Sustituye "crepúsculo" por "ocaso" y vuelve a escribir el tramo desde "La corrupción que" hasta "referencia el título." del texto sobre el comercio del opio.

━━━ Texto proporcionado

Monumento a Lin Zexu en Macao. Fotografía de Abasaa. |
El comercio
británico en Asia estuvo durante muchas décadas regido por un monopolio, el de
la muy conocida East India Company. A mediados del siglo XVIII, China únicamente
ofrecía un puerto al comercio, la ciudad de Cantón. Los británicos compraban
principalmente té y seda, y les vendían tejidos de algodón. Con el paso de los
años, el contrabando de opio fue ganando preponderancia pese al rechazo de las
autoridades chinas. En cuestión de años el volumen de baúles de opio que
entraban ilegalmente en China creció geométricamente. El opio se producía en la
India bajo dominio británico, y era transportado en barcos hasta las costas
chinas.
Tras un par de largos viajes a China, George Staunton llegó a ser parlamentario en Westminster. Fotografía de Martin Archer Shee. |
Ya desde mediados
del siglo XVIII Inglaterra había tratado de conseguir favores comerciales de
los emperadores. La primera embajada, liderada por Lord Macartney, llegó a
Beijing en 1793 y fue rechazada a los pocos días en un clarísimo caso de pobre gestión
de sensibilidades interculturales. La segunda la encabezó William Amherst en
1816, y le acompañaban George Staunton, experto conocedor de la lengua y
cultura chinas, además de otros lingüistas y exploradores. También fue un gran
fracaso.
La corrupción que imperaba entre los oficiales chinos facilitaba la entrada de la droga ilegal. Cuando el emblemático Lin Zexu promulgó un edicto por el cual los contrabandistas de opio tenían que entregar sus existencias para ser destruidas, la escena quedaba servida para una confrontación en la que China, cuyas naves eran terriblemente inferiores a las europeas, fue humillada en una relativamente breve guerra (1839-1842). China tuvo que pagar reparaciones de guerra (es decir, tuvo que pagar el opio destruido) y abrir sus puertos a los comerciantes británicos. Además, el imperio británico añadió la isla de Hong Kong a su ya larga lista de colonias en todo el mundo. Fue el comienzo del crepúsculo de la China imperial al que hace referencia el título.

━━━━━━
━━━ Líneas extraídas

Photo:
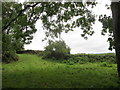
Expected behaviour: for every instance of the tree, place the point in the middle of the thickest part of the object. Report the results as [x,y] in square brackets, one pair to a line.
[27,14]
[115,6]
[18,21]
[18,25]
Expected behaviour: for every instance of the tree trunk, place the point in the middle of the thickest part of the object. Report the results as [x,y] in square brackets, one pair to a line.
[115,6]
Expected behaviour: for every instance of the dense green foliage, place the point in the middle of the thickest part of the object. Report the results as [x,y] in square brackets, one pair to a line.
[32,71]
[92,58]
[57,50]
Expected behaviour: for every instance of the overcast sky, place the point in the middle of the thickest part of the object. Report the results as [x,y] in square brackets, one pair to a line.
[95,44]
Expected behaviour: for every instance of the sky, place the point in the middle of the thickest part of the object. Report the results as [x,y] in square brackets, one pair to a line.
[96,43]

━━━━━━

Respuesta del ejercicio:
La corrupción que imperaba entre los oficiales chinos facilitaba la entrada de la droga ilegal. Cuando el emblemático Lin Zexu promulgó un edicto por el cual los contrabandistas de opio tenían que entregar sus existencias para ser destruidas, la escena quedaba servida para una confrontación en la que China, cuyas naves eran terriblemente inferiores a las europeas, fue humillada en una relativamente breve guerra (1839-1842). China tuvo que pagar reparaciones de guerra (es decir, tuvo que pagar el opio destruido) y abrir sus puertos a los comerciantes británicos. Además, el imperio británico añadió la isla de Hong Kong a su ya larga lista de colonias en todo el mundo. Fue el comienzo del ocaso de la China imperial al que hace referencia el título.